* [Problem requirements]: Put each line of the listing below into a JSON list of strings, with one string per line and no blank lines.

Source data
'''

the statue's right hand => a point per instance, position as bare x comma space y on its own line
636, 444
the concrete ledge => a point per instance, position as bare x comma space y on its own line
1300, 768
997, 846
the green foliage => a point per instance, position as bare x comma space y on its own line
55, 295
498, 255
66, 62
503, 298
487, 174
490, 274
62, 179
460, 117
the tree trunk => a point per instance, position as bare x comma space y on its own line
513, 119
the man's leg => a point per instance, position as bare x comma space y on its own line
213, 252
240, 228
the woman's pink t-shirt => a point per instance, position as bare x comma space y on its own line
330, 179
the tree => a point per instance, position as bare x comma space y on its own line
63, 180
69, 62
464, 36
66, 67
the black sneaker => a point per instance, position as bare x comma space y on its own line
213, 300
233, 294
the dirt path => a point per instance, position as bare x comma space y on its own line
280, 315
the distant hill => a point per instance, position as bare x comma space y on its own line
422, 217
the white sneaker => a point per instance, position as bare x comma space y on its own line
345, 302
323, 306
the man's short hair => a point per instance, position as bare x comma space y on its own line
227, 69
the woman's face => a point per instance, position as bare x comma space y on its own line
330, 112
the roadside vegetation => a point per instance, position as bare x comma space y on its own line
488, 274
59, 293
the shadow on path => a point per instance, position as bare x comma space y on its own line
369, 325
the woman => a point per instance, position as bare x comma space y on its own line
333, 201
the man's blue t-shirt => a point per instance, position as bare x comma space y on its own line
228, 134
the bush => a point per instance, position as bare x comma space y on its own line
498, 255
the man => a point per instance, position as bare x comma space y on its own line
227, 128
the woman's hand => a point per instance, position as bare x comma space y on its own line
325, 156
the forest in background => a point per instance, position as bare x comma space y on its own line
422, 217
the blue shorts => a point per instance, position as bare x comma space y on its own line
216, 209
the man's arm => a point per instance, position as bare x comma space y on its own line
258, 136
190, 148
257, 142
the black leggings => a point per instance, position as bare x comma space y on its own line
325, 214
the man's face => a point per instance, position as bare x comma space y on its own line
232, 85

'''

* [Output of the task]:
[
  "the statue's right hand => a point per instance, position as bare x comma space y on its own line",
  "636, 444",
  "the concrete ledge => a point per instance, position as bare x comma space y on its own line",
  "1300, 768",
  "997, 846",
  "the green foliage => a point per instance, position as bare x comma space y on its own line",
  "55, 295",
  "498, 255",
  "66, 62",
  "503, 298",
  "487, 174",
  "490, 274",
  "62, 179",
  "460, 117",
  "the tree trunk => a point per instance, position as bare x comma space y on its own line",
  "513, 119",
  "the man's leg => a point per instance, position as bare x comma space y on its own line",
  "213, 252",
  "240, 228",
  "the woman's pink t-shirt => a point per instance, position as bare x comma space y on its own line",
  "330, 179",
  "the tree => a point per instance, position as bare x comma space y on its own line",
  "63, 180",
  "69, 62",
  "464, 36",
  "66, 67",
  "the black sneaker => a point per instance, position as bare x comma space y on its own line",
  "213, 300",
  "233, 294",
  "the dirt path => a point per instance, position as bare x comma space y on its own line",
  "280, 315",
  "the distant hill => a point per instance, position as bare x comma space y on its own line",
  "422, 217",
  "the white sneaker => a point per instance, position as bare x comma space y on its own line",
  "345, 302",
  "323, 306",
  "the man's short hair => a point per instance, position as bare x comma space y on its own line",
  "227, 69",
  "the woman's face => a point per instance, position as bare x comma space y on its own line",
  "330, 112",
  "the roadside vegetation => a point per instance, position as bare x comma space y on its own line",
  "488, 274",
  "59, 293",
  "the shadow on path => a point per instance, position as bare x comma space y on its own line",
  "369, 325",
  "the woman => a point per instance, position as bare x comma space y on its own line",
  "333, 201",
  "the man's blue t-shirt => a point per instance, position as bare x comma space y on its own line",
  "228, 134",
  "the bush => a point per instance, position as bare x comma space y on its own line",
  "498, 255",
  "the man => a point per instance, position as bare x comma space y on its own line",
  "227, 128",
  "the woman's hand => a point per instance, position as bare x comma space y on its own line",
  "325, 156",
  "the forest in background => a point per instance, position as bare x comma space y on its own line",
  "422, 217",
  "the blue shorts => a point per instance, position as bare x comma space y on its own line",
  "216, 209",
  "the man's arm => a point per instance, position as bare x comma space y on its own line",
  "258, 136",
  "190, 148",
  "257, 142",
  "the black leggings => a point per instance, position as bare x comma space y on its own line",
  "325, 214",
  "the man's face => a point per instance, position as bare x comma space y on its own line",
  "232, 85"
]